#### Extracted entries:
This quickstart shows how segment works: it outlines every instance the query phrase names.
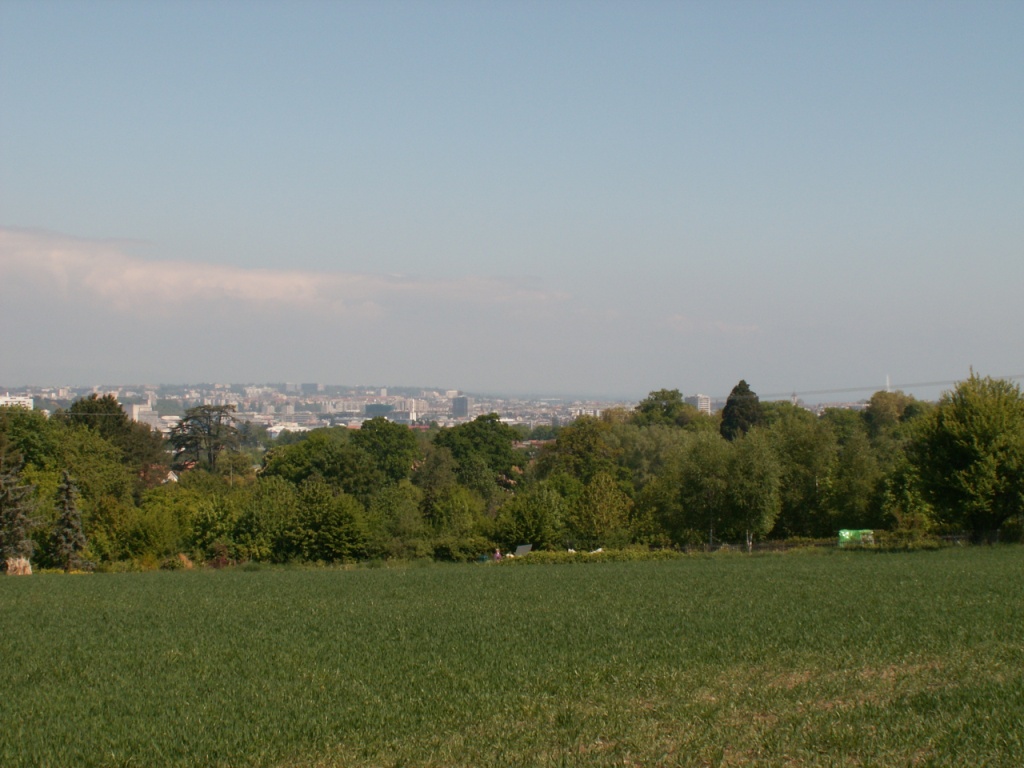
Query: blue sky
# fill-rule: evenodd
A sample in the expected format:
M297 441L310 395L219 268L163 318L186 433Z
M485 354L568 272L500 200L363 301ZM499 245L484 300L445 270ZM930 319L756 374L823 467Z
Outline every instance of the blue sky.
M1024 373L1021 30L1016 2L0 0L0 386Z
* * *
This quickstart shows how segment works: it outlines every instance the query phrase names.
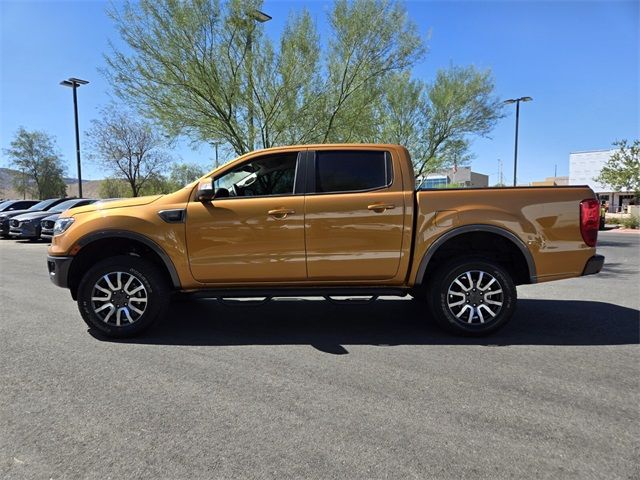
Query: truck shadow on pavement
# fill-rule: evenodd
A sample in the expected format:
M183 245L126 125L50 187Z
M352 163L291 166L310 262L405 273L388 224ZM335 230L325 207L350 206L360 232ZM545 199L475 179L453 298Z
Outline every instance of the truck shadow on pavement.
==
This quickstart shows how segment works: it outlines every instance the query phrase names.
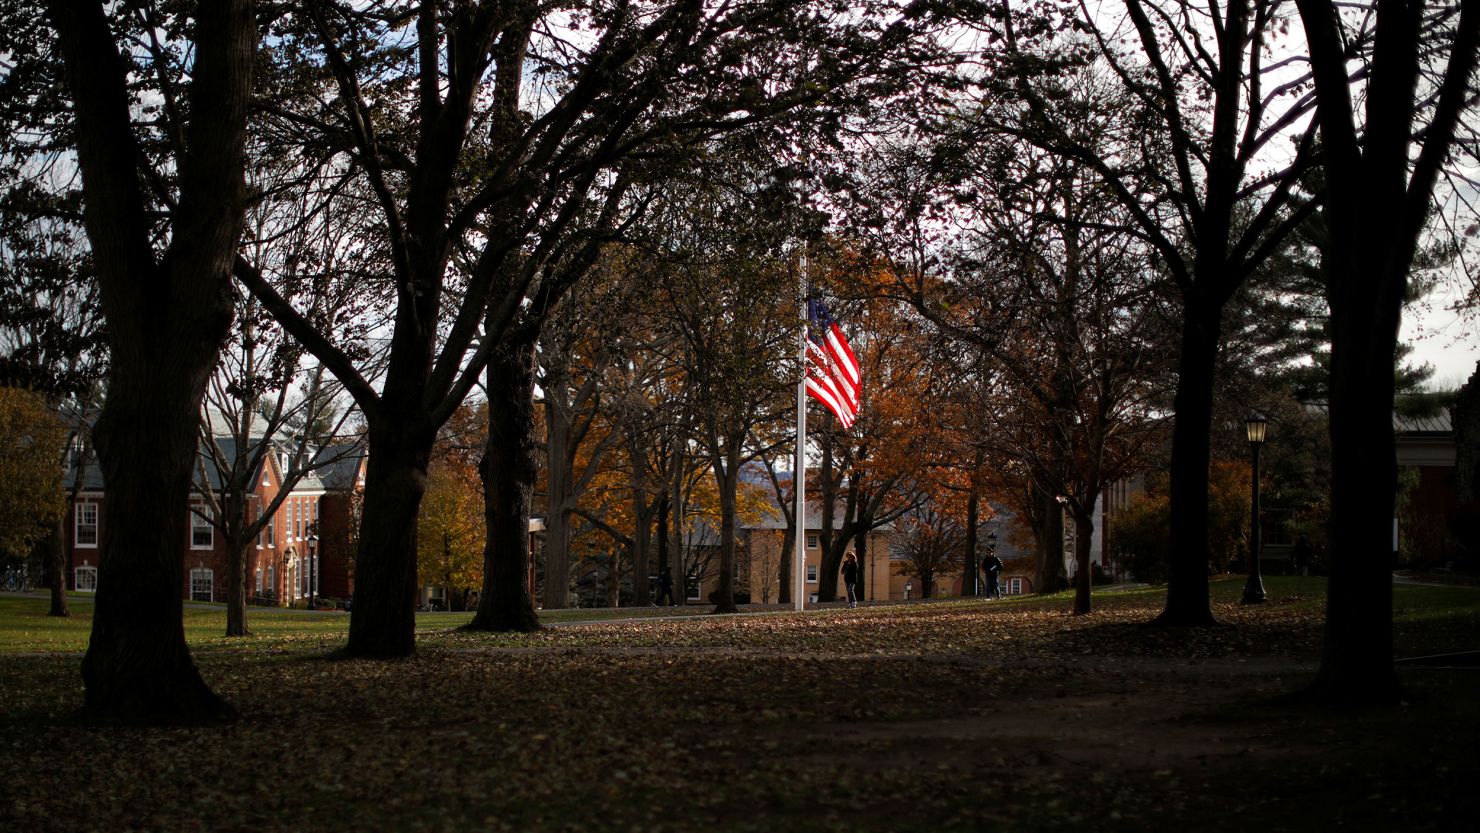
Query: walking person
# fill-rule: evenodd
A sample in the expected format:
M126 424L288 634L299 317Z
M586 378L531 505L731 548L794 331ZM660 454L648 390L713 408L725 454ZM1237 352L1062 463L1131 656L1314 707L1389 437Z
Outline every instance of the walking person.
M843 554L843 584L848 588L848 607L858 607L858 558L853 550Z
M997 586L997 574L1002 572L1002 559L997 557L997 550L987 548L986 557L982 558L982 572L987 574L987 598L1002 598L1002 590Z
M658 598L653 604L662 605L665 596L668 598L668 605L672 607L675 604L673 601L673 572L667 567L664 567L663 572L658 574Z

#### What is expected:
The entries above hold the needed span. Transcribe exactly the lines from the one with "M183 245L126 125L50 187Z" to the one with "Outline every instance of the truck", both included.

#### Written response:
M183 245L126 125L50 187Z
M352 163L291 166L310 262L405 273L388 224ZM335 230L325 207L350 206L360 232ZM545 199L475 179L453 298Z
Outline every instance of the truck shadow on pavement.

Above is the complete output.